Stored data below:
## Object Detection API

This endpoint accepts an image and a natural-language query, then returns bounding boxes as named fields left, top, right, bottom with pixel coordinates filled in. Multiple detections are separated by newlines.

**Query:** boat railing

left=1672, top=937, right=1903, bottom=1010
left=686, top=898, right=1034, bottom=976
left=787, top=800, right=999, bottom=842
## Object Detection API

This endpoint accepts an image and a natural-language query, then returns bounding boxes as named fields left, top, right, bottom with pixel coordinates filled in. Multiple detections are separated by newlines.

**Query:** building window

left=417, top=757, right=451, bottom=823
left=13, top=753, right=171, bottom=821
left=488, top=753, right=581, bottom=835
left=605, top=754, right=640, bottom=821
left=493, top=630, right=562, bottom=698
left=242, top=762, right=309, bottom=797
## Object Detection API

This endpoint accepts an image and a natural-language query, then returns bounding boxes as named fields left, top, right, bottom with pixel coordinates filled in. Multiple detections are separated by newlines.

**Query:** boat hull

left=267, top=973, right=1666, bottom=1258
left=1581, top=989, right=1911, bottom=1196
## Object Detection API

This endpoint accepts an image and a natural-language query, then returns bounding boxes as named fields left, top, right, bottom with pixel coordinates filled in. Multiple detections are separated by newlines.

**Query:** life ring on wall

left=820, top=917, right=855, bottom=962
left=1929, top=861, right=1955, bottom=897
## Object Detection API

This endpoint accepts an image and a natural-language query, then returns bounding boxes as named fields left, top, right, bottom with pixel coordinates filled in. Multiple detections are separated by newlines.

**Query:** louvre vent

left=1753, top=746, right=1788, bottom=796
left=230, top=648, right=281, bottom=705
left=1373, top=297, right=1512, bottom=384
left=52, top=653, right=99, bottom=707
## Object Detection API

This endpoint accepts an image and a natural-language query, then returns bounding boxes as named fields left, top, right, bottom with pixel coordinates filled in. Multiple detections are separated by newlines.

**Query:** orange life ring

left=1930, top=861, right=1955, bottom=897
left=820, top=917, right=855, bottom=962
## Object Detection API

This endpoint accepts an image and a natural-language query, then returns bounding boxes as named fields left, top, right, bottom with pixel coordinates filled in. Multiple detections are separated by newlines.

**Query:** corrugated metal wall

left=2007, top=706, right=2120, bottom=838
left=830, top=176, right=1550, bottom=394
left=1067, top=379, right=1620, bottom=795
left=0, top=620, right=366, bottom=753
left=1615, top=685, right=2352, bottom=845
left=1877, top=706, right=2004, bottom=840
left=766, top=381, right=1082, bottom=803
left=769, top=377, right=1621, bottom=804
End of Stored data.
▸ **What is expected**
Please output every record exactly as it appears.

▸ **Solution for this task**
## Object Detection API

This endpoint accepts an image and a natural-language query, then returns bounding boxes as named fields left, top, right, bottom with pixel coordinates filled in. Multiple detections are separated by newlines.

**Query:** boat railing

left=1672, top=937, right=1903, bottom=1010
left=686, top=898, right=1034, bottom=976
left=787, top=800, right=999, bottom=842
## Object Detection API

This endpoint accepts an image and a natural-language query, then returns bounding boxes as named fields left, top, right, bottom with pixel coordinates filled in. Multiple detections are separated by newlines.

**Query:** building window

left=417, top=757, right=451, bottom=823
left=13, top=753, right=171, bottom=821
left=488, top=753, right=581, bottom=835
left=605, top=754, right=640, bottom=821
left=493, top=630, right=562, bottom=698
left=242, top=762, right=309, bottom=797
## Object Detection API

This endpoint accepts an image and a natural-language query, then returns bounding boxes as named fields left, top, right, bottom with pixel coordinates filled in. Multiple detections are separated by newlines.

**Query:** boat hull

left=267, top=973, right=1666, bottom=1258
left=1581, top=989, right=1911, bottom=1196
## Object Detection API

This endpoint accepts an image and a natural-language query, then returns bounding boxes as named fields left, top, right, bottom with pixel coordinates filled in. Multiple detections are separated by newlines.

**Query:** life ring on wall

left=820, top=917, right=855, bottom=962
left=1929, top=861, right=1955, bottom=897
## Object Detection API

This endpoint accepts an image and a natural-language query, then returns bounding boxes as named fields left, top, right, bottom with pixel coordinates filled in. Multiple detections are separated by newlines.

**Query:** louvre vent

left=1753, top=746, right=1788, bottom=796
left=230, top=648, right=281, bottom=705
left=1373, top=297, right=1512, bottom=384
left=52, top=653, right=99, bottom=707
## Object Detection API

This endpoint accepts an image and a natural-language query, then returns bounding boxes as named fields left, top, right, bottom with pixel coordinates filled in. Multiple detections are separated by newlines.

**Query:** orange life ring

left=1930, top=861, right=1955, bottom=897
left=820, top=917, right=855, bottom=962
## Object Detection API

This endpoint accepts an image and a natural-language query, then returns bounding boxes as named fields left, top, right, bottom with pixel coordinates filled in. Multiple detections are separated by newlines.

**Query:** corrugated metal wall

left=2007, top=706, right=2120, bottom=838
left=830, top=176, right=1550, bottom=394
left=1067, top=379, right=1620, bottom=795
left=0, top=620, right=366, bottom=753
left=1615, top=685, right=2352, bottom=845
left=1877, top=706, right=2004, bottom=840
left=766, top=381, right=1082, bottom=803
left=769, top=377, right=1621, bottom=804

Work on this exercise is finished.